(Dataset rows)
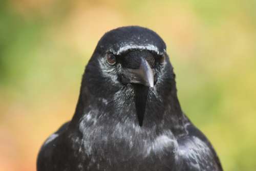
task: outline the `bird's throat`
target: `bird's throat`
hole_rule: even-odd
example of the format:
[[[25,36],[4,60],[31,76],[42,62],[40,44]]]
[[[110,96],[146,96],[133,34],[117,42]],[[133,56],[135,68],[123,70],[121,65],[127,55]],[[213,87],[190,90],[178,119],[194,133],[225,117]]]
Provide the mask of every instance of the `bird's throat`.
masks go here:
[[[149,87],[141,84],[134,85],[135,102],[139,125],[142,126]]]

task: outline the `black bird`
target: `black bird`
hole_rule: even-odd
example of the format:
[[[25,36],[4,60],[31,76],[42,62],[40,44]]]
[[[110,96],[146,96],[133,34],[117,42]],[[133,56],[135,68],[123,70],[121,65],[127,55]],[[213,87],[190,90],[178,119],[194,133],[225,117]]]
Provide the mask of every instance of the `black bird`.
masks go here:
[[[221,171],[182,112],[163,40],[137,26],[99,41],[71,121],[42,145],[37,171]]]

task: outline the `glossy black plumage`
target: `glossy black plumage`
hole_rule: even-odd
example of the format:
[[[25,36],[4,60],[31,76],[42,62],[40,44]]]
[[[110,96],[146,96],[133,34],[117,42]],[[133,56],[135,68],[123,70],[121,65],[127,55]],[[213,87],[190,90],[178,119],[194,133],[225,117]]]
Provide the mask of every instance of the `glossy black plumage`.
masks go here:
[[[75,114],[43,144],[37,171],[222,170],[182,113],[175,78],[165,45],[153,31],[125,27],[105,34],[86,67]]]

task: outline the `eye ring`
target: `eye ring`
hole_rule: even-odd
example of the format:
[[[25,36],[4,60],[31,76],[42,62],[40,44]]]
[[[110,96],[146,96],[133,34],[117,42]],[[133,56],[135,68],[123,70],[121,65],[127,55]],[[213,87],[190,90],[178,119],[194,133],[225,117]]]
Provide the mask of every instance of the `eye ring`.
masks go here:
[[[115,55],[111,53],[107,53],[105,55],[105,58],[106,62],[110,65],[114,65],[116,63],[116,59]]]

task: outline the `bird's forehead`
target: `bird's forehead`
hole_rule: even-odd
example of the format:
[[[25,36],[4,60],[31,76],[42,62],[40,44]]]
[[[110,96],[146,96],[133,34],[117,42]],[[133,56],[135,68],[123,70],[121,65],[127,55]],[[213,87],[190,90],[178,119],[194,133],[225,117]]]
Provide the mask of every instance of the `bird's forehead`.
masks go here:
[[[148,50],[161,55],[165,44],[153,31],[138,26],[119,28],[106,33],[99,41],[96,50],[120,55],[130,50]]]

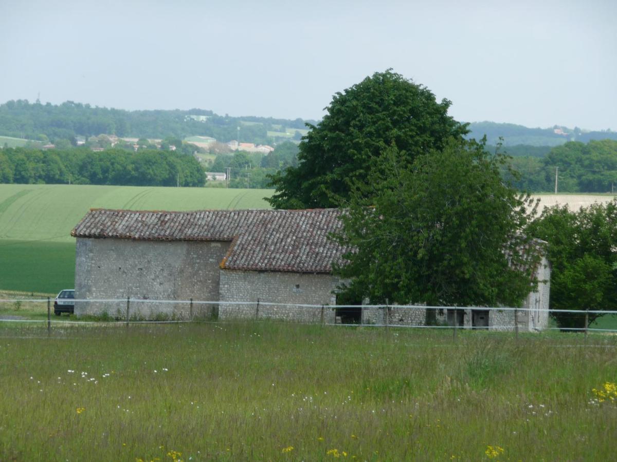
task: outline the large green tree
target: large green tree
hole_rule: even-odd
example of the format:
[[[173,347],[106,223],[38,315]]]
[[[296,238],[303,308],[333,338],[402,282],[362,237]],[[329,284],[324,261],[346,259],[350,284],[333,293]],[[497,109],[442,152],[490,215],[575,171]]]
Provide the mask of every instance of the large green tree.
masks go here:
[[[336,236],[352,249],[337,269],[345,291],[378,302],[520,305],[539,260],[520,232],[535,207],[502,180],[504,156],[451,140],[411,166],[408,158],[387,149],[352,188]]]
[[[578,211],[545,209],[529,232],[549,242],[550,309],[581,310],[552,312],[560,328],[584,327],[584,310],[617,309],[617,200]]]
[[[462,139],[463,125],[447,115],[450,102],[437,102],[426,87],[387,70],[334,95],[327,114],[307,124],[297,167],[272,177],[276,208],[333,207],[349,196],[350,182],[375,174],[377,160],[391,146],[410,164],[441,150],[450,137]]]

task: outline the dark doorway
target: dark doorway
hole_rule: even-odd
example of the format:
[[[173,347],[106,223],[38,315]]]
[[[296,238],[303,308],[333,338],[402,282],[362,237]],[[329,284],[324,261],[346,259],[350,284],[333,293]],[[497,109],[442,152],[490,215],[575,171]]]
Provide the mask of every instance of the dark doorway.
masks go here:
[[[489,310],[474,310],[471,314],[471,325],[474,329],[488,329]]]
[[[465,324],[465,310],[456,310],[456,323],[455,324],[454,310],[448,310],[446,320],[449,326],[463,326]]]
[[[337,308],[336,310],[336,321],[342,324],[362,324],[362,300],[358,297],[346,294],[337,294],[337,305],[357,305],[345,308]]]

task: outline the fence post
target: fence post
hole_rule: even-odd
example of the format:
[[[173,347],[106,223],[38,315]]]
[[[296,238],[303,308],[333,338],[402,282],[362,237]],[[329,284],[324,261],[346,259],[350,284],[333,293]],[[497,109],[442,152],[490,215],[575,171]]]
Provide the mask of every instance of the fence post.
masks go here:
[[[514,307],[514,336],[518,340],[518,309]]]
[[[388,299],[386,299],[386,308],[384,312],[386,314],[386,332],[387,333],[390,333],[390,307],[388,306],[388,302],[389,301]]]
[[[448,312],[445,312],[445,317],[447,318]],[[458,312],[457,311],[457,307],[454,307],[454,328],[452,330],[452,340],[457,339],[457,330],[458,329],[458,317],[457,315]]]
[[[128,327],[128,315],[131,309],[131,298],[126,297],[126,327]]]

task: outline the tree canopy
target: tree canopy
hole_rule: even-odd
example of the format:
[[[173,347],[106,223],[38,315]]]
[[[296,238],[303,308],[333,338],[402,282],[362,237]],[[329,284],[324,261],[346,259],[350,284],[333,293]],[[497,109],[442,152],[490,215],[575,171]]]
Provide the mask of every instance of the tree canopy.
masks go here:
[[[418,156],[462,139],[465,125],[448,116],[450,102],[388,70],[337,92],[300,144],[298,165],[271,177],[275,208],[336,206],[350,183],[376,174],[382,153],[394,147],[410,164]]]
[[[337,269],[346,292],[377,302],[520,305],[539,261],[520,232],[535,208],[502,180],[504,157],[451,139],[408,159],[388,148],[352,190],[336,237],[354,249]]]
[[[581,310],[552,313],[560,328],[583,328],[584,310],[617,309],[617,199],[578,211],[545,209],[529,232],[549,242],[550,309]],[[598,315],[590,314],[590,322]]]

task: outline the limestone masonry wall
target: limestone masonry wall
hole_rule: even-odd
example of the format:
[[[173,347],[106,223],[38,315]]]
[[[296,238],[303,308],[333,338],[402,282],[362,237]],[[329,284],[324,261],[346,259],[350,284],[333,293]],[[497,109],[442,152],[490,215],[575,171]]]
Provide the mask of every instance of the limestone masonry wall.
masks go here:
[[[229,242],[78,238],[76,299],[218,299],[218,265]],[[75,313],[124,317],[126,301],[75,303]],[[134,301],[131,316],[188,317],[189,306]],[[211,306],[196,306],[195,314]]]
[[[313,274],[280,271],[243,271],[221,270],[220,319],[276,318],[301,322],[320,322],[321,309],[296,306],[260,305],[260,301],[283,304],[334,305],[332,292],[339,279],[330,274]],[[225,302],[251,301],[239,305]],[[324,322],[334,322],[334,312],[326,306]]]

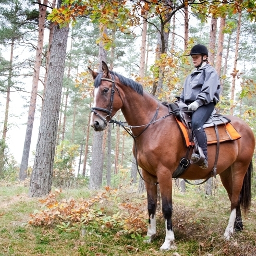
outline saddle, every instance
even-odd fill
[[[168,104],[163,102],[163,105],[169,108],[169,113],[175,112],[175,118],[178,126],[183,135],[186,146],[188,147],[187,153],[185,157],[182,158],[179,165],[172,174],[172,178],[177,178],[180,176],[189,167],[190,161],[188,156],[191,148],[194,152],[198,152],[198,149],[202,149],[198,146],[195,138],[194,136],[191,126],[191,113],[187,110],[187,105],[180,100],[174,103]],[[208,177],[202,182],[197,185],[203,184],[211,177],[216,177],[217,164],[219,157],[219,144],[229,140],[236,140],[241,137],[241,135],[231,123],[231,120],[221,115],[217,114],[214,110],[210,117],[207,120],[203,127],[204,128],[207,137],[207,144],[217,144],[215,160],[212,171]],[[202,152],[200,155],[203,154]],[[184,179],[185,182],[190,184],[193,184]]]
[[[187,108],[187,105],[185,103],[179,101],[170,104],[169,111],[177,110],[175,118],[183,135],[185,145],[189,147],[193,146],[195,143],[191,128],[191,116],[190,113],[185,111]],[[228,140],[236,140],[241,137],[231,124],[231,120],[227,117],[217,114],[215,110],[203,127],[206,132],[207,145],[217,143],[217,136],[219,136],[219,143]],[[216,134],[216,129],[218,129],[219,134]]]

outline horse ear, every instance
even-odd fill
[[[104,61],[102,61],[102,71],[104,76],[108,77],[109,76],[109,68],[108,67],[108,65]]]
[[[90,72],[94,79],[95,79],[96,78],[96,76],[97,76],[97,75],[98,75],[98,73],[97,72],[95,72],[95,71],[91,69],[89,67],[88,67],[88,70],[89,70],[89,72]]]

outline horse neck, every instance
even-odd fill
[[[143,125],[149,123],[155,115],[158,101],[151,95],[144,91],[140,95],[131,88],[124,88],[125,98],[121,110],[129,125]],[[136,128],[136,133],[145,127]]]

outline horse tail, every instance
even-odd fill
[[[245,214],[247,213],[251,206],[252,174],[253,161],[252,160],[244,178],[243,186],[240,192],[240,205],[243,211]]]

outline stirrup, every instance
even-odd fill
[[[199,167],[202,169],[207,169],[208,168],[208,161],[207,159],[205,159],[204,162],[199,165]]]
[[[200,165],[204,163],[205,157],[202,148],[200,146],[197,147],[197,150],[198,154],[195,153],[195,151],[193,151],[190,159],[190,163],[192,164],[197,164]]]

§ Problem to solve: Rewrite the data between the lines holding "task: outline the dark doorway" and "[[[128,327],[128,315],[131,309],[131,298],[126,297],[126,327]]]", inclusive, swapping "fence post" for "fence pole" and leaving everything else as it is.

§ Answer below:
task: outline the dark doorway
target: dark doorway
hole_rule: even-odd
example of the format:
[[[173,347],[106,223],[38,315]]]
[[[296,238],[303,308],[333,338],[402,282],[362,237]],[[329,284],[324,261],[346,259],[350,284],[333,293]],[[497,109],[442,152],[490,215],[575,171]]]
Provide the mask of every instance of the dark doorway.
masks go here:
[[[489,310],[474,310],[471,314],[471,325],[474,329],[488,329]]]
[[[465,324],[465,310],[456,310],[456,323],[455,324],[454,310],[448,310],[446,320],[449,326],[463,326]]]
[[[337,308],[336,310],[336,321],[342,324],[362,324],[362,300],[358,297],[346,294],[337,294],[337,305],[357,305],[345,308]]]

task: outline the fence pole
target: fence pole
hole_rule: even-odd
example of the format:
[[[173,347],[106,223],[38,315]]]
[[[296,238],[303,308],[333,338],[402,282],[362,237]],[[329,284],[324,261],[346,259],[350,284],[333,293]],[[497,109],[442,152],[490,215],[575,171]]]
Provide the mask of every instance of the fence pole.
masks go here:
[[[514,307],[514,336],[518,340],[518,309]]]
[[[388,299],[386,299],[386,308],[384,312],[386,314],[386,332],[387,333],[390,333],[390,307],[388,306],[388,302],[389,301]]]
[[[448,312],[445,312],[445,317],[447,318]],[[458,312],[457,311],[457,307],[454,307],[454,328],[452,330],[452,340],[457,339],[457,330],[458,329],[458,317],[457,315]]]
[[[128,327],[128,315],[131,309],[131,298],[126,297],[126,327]]]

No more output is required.